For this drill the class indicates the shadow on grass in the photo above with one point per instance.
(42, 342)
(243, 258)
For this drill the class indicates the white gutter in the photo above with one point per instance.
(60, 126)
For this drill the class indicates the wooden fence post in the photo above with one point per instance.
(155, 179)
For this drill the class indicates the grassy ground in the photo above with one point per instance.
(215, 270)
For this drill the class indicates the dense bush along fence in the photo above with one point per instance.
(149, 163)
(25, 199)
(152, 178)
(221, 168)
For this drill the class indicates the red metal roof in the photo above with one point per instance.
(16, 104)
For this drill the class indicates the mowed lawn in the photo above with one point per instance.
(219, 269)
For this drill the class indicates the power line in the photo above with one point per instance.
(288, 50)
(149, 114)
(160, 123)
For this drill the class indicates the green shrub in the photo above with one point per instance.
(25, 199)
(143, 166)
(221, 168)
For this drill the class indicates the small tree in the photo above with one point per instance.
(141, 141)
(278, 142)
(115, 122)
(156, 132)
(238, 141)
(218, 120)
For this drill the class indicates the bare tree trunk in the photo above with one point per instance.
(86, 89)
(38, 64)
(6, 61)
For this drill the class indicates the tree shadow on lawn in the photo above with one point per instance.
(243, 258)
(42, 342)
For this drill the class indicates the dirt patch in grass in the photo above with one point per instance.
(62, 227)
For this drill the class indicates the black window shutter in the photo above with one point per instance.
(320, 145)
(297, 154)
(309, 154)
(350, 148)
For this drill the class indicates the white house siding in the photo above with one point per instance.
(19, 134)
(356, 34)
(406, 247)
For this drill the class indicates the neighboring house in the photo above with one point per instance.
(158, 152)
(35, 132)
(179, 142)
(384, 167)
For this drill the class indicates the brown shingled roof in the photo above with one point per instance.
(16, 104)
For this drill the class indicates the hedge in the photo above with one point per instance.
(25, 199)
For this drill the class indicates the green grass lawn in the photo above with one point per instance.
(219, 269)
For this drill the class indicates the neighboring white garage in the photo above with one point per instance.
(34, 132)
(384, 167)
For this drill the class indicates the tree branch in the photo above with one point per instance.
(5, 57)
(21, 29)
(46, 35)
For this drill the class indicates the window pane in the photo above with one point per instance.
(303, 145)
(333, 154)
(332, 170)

◇ ◇ ◇

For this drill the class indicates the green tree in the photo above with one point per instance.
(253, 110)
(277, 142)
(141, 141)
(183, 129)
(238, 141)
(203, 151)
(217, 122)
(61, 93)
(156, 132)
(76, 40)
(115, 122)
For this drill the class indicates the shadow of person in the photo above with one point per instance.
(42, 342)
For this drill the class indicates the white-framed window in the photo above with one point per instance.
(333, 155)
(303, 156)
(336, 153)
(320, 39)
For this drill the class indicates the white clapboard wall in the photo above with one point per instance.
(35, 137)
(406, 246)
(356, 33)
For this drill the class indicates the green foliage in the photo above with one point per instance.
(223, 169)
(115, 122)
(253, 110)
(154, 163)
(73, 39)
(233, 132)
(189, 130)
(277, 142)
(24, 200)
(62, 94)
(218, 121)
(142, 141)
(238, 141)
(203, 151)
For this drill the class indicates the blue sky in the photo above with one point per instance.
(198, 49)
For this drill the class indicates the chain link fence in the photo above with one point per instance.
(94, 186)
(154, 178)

◇ ◇ ◇

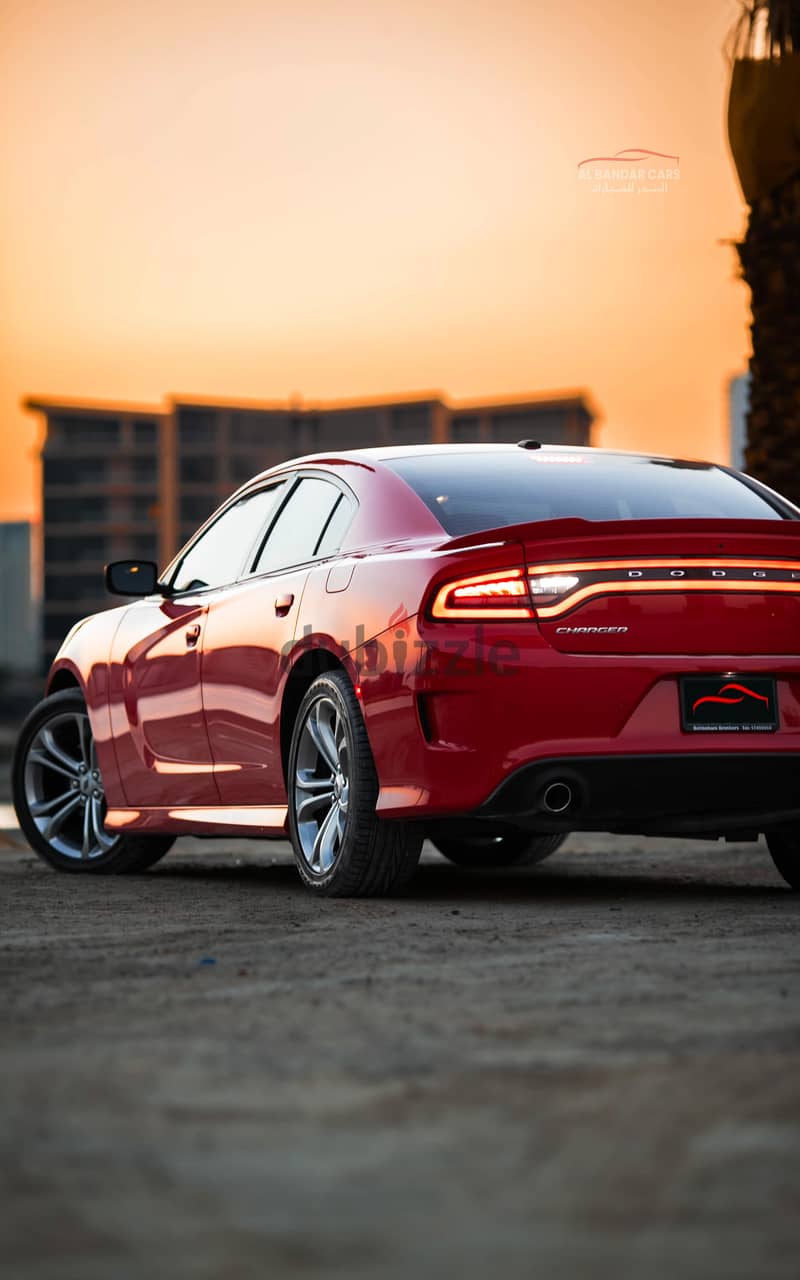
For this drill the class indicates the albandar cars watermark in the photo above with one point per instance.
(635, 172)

◇ ◇ ◇

Pull out every line of the records that contains the word "roof", copying each one in full.

__Finished answer__.
For this drill the class indicates the red metal roof in the photo above with one point per instance.
For this drill the class indicates the brown shingled roof in the photo above with one point per instance.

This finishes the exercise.